*TEXTE FOURNI*

Mais en outre, celles de ces provinces qui sont éloignées de la mer ne peuvent pas concourir à l'approvisionnement de la marine, parce que le chanvre est une marchandise de trop de volume, et de trop peu de valeur, pour pouvoir supporter les frais d'un transport par terre, même par la navigation intérieure, pour peu que la distance à franchir soit considérable. Aussi la Bretagne, l'Anjou et l'Agenais sont-elles les seules de ces provinces qui concourent en quelque chose à la fourniture du commerce maritime. Je crois pouvoir affirmer que, jusqu'à présent, ce que la production indigène a fourni à la marine marchande n'a pas excédé la proportion du dixième des consommations de celui-ci. Il n'en est pas ainsi pour la marine royale; mais aussi, là marine royale paye évidemment un surcroît de frais la nécessité de favoriser la production intérieure, et encore est-elle habituellement obligée, et notamment en ce moment même, d'acheter des chanvres étrangers.

Il me reste à donner quelques renseignements, puisés dans ma propre expérience, sur la diminution progressive des débouchés de cette fabri

cation.

Le cordage français, Messieurs, est égal pour la perfection du travail, au meilleur cordage anglais, et supérieur à celui que fabriquent la plupart des autres peuples. A prix égal de la matière première, le cordage français peut aussi être établi à plus bas prix que celui que fournissent l'Angleterre ou les Etats-Unis, à cause du bon marché relatif à la main-d'oeuvre.

[Entrées de repérage de la position des objets]
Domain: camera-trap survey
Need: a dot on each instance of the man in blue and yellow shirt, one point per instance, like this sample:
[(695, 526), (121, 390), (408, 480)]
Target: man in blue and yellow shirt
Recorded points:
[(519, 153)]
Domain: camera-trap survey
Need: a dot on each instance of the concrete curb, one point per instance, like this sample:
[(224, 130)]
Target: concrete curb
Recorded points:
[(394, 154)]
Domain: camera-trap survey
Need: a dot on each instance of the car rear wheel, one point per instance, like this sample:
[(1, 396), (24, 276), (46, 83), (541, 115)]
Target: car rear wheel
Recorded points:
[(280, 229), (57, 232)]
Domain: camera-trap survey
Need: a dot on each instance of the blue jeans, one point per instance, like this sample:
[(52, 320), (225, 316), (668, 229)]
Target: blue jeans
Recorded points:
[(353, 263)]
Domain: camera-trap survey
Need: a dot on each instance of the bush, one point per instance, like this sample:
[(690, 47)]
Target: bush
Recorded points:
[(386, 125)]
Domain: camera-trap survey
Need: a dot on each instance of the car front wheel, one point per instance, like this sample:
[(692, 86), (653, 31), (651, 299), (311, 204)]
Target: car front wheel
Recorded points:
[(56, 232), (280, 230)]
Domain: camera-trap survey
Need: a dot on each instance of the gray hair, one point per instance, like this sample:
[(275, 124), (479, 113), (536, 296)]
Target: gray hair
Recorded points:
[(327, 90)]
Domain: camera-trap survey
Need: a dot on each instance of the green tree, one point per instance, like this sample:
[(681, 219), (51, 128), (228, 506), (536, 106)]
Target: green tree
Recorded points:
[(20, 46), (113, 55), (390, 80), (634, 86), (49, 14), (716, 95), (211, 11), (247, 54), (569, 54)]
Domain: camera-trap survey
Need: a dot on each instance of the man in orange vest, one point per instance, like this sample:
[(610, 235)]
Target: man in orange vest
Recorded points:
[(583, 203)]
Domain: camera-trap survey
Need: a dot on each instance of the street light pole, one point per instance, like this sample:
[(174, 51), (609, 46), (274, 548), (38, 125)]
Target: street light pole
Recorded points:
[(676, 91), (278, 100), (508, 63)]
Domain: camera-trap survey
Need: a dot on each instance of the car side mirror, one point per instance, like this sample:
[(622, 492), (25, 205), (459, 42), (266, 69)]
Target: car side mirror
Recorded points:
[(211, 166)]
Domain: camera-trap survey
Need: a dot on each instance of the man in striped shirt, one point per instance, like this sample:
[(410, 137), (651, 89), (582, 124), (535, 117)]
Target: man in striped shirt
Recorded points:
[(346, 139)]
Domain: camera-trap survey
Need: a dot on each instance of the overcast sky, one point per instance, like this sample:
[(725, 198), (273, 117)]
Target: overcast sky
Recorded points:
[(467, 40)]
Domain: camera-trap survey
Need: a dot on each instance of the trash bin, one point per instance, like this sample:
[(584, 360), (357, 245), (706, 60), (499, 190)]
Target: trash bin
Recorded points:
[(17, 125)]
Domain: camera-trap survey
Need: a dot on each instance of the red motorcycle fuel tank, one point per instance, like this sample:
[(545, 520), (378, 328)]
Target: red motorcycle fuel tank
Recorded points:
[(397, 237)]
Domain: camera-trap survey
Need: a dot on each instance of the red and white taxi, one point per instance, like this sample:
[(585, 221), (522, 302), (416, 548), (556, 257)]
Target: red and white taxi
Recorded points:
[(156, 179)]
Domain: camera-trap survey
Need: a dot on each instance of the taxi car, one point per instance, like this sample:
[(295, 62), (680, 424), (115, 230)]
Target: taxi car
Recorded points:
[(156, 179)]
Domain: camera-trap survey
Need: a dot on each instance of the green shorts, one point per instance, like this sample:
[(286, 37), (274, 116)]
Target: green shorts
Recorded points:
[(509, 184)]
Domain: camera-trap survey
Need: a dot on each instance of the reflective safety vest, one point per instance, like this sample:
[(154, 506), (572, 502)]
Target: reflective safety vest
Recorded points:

*EXERCICES PROPOSÉS*
1/ Pouvez-vous redonner tel quel le passage du texte sur le commerce du chanvre qui commence aux mots « Il me reste » et s'arrête après « à la main-d'oeuvre. » ?
2/ Pouvez-vous transcrire à l'identique les lignes des entrées, de la toute première jusqu'à celle qui contient « 54), (569, 54)] », cette dernière comprise ?

*RÉPONSES AUX EXERCICES*
1/
Il me reste à donner quelques renseignements, puisés dans ma propre expérience, sur la diminution progressive des débouchés de cette fabri

cation.

Le cordage français, Messieurs, est égal pour la perfection du travail, au meilleur cordage anglais, et supérieur à celui que fabriquent la plupart des autres peuples. A prix égal de la matière première, le cordage français peut aussi être établi à plus bas prix que celui que fournissent l'Angleterre ou les Etats-Unis, à cause du bon marché relatif à la main-d'oeuvre.

2/
Domain: camera-trap survey
Need: a dot on each instance of the man in blue and yellow shirt, one point per instance, like this sample:
[(695, 526), (121, 390), (408, 480)]
Target: man in blue and yellow shirt
Recorded points:
[(519, 153)]
Domain: camera-trap survey
Need: a dot on each instance of the concrete curb, one point per instance, like this sample:
[(224, 130)]
Target: concrete curb
Recorded points:
[(394, 154)]
Domain: camera-trap survey
Need: a dot on each instance of the car rear wheel, one point per instance, like this sample:
[(1, 396), (24, 276), (46, 83), (541, 115)]
Target: car rear wheel
Recorded points:
[(280, 229), (57, 232)]
Domain: camera-trap survey
Need: a dot on each instance of the blue jeans, one point per instance, like this sample:
[(52, 320), (225, 316), (668, 229)]
Target: blue jeans
Recorded points:
[(353, 263)]
Domain: camera-trap survey
Need: a dot on each instance of the bush, one point per instance, like this sample:
[(690, 47)]
Target: bush
Recorded points:
[(386, 125)]
Domain: camera-trap survey
Need: a dot on each instance of the car front wheel, one point per instance, like this sample:
[(692, 86), (653, 31), (651, 299), (311, 204)]
Target: car front wheel
Recorded points:
[(56, 232), (280, 230)]
Domain: camera-trap survey
Need: a dot on each instance of the gray hair, one point per instance, like this sample:
[(275, 124), (479, 113), (536, 296)]
Target: gray hair
Recorded points:
[(327, 90)]
Domain: camera-trap survey
Need: a dot on each instance of the green tree, one point per instance, like this sample:
[(681, 219), (51, 128), (228, 506), (536, 106)]
Target: green tree
Recorded points:
[(20, 46), (113, 55), (390, 80), (634, 86), (49, 14), (716, 95), (211, 11), (247, 54), (569, 54)]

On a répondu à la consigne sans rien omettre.